- _Exercise task a_
Please give the satellite launch text again from "Failed 2025 Indian" up to and including "EOS-09 (RISAT 1-B).", with "PSLV-C61" changed to "PSLV-C62".

- _Text to read_
Failed 2025 Indian satellite launch

The PSLV-C61 was the 63rd flight of the ISRO's PSLV and its 27th flight in the XL configuration. The mission launched on 18 May 2025 carrying EOS-09 (RISAT 1-B).

==Payload==
Earth Observation Satellite-09 (EOS-09), also called RISAT 1-B was planned to be the seventh satellite in ISRO's RISAT series. It is a C-band synthetic aperture radar satellite, enabling it to capture high-resolution images of Earth’s surface regardless of weather conditions, day or night. The satellite features five distinct imaging modes, enabling it to switch between ultra-high-resolution imaging, capable of detecting small objects, and broader scans for large-area observation. The satellite was expected to boost India's space surveillance capabilities and contribute to smarter governance and faster disaster response.It was to be launched into a sun-synchronous orbit (SSO) amidst tension on the India–Pakistan border. Orbit Change Thrusters (OCT) were planned to be used to reduce the orbit altitude of the spent PS4 stage to reduce its life in orbit following by stage passivation.

== Launch failure ==
PSLV-C61 launched from SDSC-SHAR at 5:59 AM IST on Sunday 18 May 2025. The First and Second stages performed normally. A failure of the third stage led to mission failure. Later reports indicated that a drop in chamber pressure of the third stage during its firing led to failure. ISRO's failure analysis committee is expected to release the final failure report within a month.

- _Input rows_
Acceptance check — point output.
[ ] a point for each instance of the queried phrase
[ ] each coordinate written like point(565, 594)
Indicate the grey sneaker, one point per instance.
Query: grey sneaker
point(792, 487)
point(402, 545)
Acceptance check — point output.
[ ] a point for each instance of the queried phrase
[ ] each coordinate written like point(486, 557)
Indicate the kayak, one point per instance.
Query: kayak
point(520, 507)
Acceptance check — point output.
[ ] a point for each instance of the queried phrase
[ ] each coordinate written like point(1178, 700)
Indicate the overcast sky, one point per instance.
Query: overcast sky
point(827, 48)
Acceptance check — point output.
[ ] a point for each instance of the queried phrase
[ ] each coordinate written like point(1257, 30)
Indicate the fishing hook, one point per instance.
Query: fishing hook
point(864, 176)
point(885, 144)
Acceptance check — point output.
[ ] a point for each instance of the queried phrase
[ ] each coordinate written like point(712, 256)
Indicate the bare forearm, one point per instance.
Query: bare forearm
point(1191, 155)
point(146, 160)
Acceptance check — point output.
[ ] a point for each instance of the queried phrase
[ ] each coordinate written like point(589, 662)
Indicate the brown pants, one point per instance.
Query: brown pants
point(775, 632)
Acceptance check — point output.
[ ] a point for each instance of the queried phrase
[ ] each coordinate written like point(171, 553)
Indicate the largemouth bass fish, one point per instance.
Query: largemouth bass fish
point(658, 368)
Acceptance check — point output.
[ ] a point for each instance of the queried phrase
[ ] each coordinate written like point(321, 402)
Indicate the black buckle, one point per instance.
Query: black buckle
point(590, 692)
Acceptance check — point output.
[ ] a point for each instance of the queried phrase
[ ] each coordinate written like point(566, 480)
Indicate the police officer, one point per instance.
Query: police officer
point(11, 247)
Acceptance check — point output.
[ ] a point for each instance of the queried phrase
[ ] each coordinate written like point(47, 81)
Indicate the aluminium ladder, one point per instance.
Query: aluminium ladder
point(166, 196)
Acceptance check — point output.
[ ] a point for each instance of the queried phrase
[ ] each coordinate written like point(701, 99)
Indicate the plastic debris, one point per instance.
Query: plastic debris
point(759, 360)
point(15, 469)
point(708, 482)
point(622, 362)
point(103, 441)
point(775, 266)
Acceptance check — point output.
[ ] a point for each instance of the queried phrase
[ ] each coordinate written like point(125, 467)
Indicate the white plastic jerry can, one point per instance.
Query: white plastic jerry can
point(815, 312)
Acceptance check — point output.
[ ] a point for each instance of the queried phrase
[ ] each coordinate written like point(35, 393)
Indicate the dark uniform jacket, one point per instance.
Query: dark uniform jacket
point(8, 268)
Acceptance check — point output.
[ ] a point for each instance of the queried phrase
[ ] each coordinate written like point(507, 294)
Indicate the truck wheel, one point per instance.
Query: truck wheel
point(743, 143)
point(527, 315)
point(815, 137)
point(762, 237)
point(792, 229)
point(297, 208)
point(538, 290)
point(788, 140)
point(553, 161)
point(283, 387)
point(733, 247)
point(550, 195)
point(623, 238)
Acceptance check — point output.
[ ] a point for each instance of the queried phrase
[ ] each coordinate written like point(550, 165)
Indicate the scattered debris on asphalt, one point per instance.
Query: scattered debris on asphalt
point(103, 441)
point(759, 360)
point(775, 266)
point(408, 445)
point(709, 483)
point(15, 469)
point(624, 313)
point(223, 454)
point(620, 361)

- _Exercise task b_
Select every line of the entries above that holds the word "uniform", matching its case exactly.

- _Finished answer a_
Failed 2025 Indian satellite launch

The PSLV-C62 was the 63rd flight of the ISRO's PSLV and its 27th flight in the XL configuration. The mission launched on 18 May 2025 carrying EOS-09 (RISAT 1-B).

- _Finished answer b_
Indicate the dark uniform jacket, one point per instance.
Query: dark uniform jacket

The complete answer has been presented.